**ПОСТАВЛЕННАЯ ЗАДАЧА A:** Замени в отрывке из дневника «театральная» на «драматическая» и перепиши фрагмент, начиная со слов «Учреждено новое цензурное» и далее вплоть до слов «в течение года.».
**ПОСТАВЛЕННАЯ ЗАДАЧА B:** Под чьим председательством, согласно отрывку из дневника, состоит новый комитет для учебных книг?
**ПОСТАВЛЕННАЯ ЗАДАЧА C:** Переведи на английский язык предложение из отрывка из дневника: «Общество быстро погружается в варварство: спасай, кто может, свою душу!»

**ОТРЫВОК ДЛЯ ЧТЕНИЯ:**
────────────────────

Дневник. Том I. 1825–1855 гг. — страница 71 из 90


22 марта 1850 года

Учреждено новое цензурное ведомство для учебных и всяких относящихся к учению и воспитанию книг. Это комитет, состоящий из директоров здешних гимназий, из инспектора казенных училищ, под председательством директора Педагогического института. Итак, вот сколько у нас ныне цензур: общая при министерстве народного просвещения, главное управление цензуры, верховный негласный комитет, духовная цензура, военная, цензура при министерстве иностранных дел, театральная при министерстве императорского двора, газетная при почтовом департаменте, цензура при III отделении собственной его величества канцелярии и новая, педагогическая. Итого: десять цензурных ведомств. Если сосчитать всех лиц, заведующих цензурою, их окажется больше, чем книг, печатаемых в течение года.

Я ошибся: больше. Еще цензура по части сочинений юридических при II отделении собственной канцелярии и цензура иностранных книг, — всего двенадцать.


28 марта 1850 года

Общество быстро погружается в варварство: спасай, кто может, свою душу!


11 апреля 1850 года

Читал бумагу об учреждении нового комитета для рассмотра сочинений по части наук и воспитания. Комитет обязан следить не только за духом и направлением этого рода сочинений, но и за «методом изложения их», то есть за ученым и педагогическим достоинством их.

────────────────────

**Сохранённые записи:**
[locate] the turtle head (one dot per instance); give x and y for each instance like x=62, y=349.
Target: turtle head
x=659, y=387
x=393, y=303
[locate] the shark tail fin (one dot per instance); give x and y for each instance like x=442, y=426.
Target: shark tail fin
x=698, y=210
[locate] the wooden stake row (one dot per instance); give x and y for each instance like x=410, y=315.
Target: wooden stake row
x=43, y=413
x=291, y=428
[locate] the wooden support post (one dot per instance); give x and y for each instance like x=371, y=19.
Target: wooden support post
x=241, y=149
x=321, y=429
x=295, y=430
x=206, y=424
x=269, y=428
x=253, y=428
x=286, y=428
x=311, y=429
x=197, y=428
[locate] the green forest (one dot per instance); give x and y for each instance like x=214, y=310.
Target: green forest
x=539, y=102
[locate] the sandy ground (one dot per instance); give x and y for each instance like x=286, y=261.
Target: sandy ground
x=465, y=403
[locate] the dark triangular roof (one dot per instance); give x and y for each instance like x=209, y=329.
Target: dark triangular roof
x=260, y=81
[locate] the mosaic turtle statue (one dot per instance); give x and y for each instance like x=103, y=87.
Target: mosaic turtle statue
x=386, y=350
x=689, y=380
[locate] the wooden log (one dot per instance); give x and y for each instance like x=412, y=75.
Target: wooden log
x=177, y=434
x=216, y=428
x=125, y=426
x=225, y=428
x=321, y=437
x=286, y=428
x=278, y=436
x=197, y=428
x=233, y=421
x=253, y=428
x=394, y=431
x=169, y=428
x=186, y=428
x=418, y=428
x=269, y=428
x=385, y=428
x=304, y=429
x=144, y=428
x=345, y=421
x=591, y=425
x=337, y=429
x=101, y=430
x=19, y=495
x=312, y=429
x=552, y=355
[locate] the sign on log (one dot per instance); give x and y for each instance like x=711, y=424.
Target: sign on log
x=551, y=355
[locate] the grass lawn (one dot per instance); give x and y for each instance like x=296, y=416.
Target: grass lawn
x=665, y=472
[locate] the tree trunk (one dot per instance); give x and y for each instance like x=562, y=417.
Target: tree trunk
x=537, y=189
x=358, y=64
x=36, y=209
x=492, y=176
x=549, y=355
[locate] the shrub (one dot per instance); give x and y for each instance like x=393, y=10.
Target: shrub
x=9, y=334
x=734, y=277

────────────────────

**ПРАВИЛЬНЫЙ ОТВЕТ A:**
Учреждено новое цензурное ведомство для учебных и всяких относящихся к учению и воспитанию книг. Это комитет, состоящий из директоров здешних гимназий, из инспектора казенных училищ, под председательством директора Педагогического института. Итак, вот сколько у нас ныне цензур: общая при министерстве народного просвещения, главное управление цензуры, верховный негласный комитет, духовная цензура, военная, цензура при министерстве иностранных дел, драматическая при министерстве императорского двора, газетная при почтовом департаменте, цензура при III отделении собственной его величества канцелярии и новая, педагогическая. Итого: десять цензурных ведомств. Если сосчитать всех лиц, заведующих цензурою, их окажется больше, чем книг, печатаемых в течение года.

**ПРАВИЛЬНЫЙ ОТВЕТ B:** Под председательством директора Педагогического института.

**ПРАВИЛЬНЫЙ ОТВЕТ C:** Society is rapidly sinking into barbarism: save your soul, whoever can!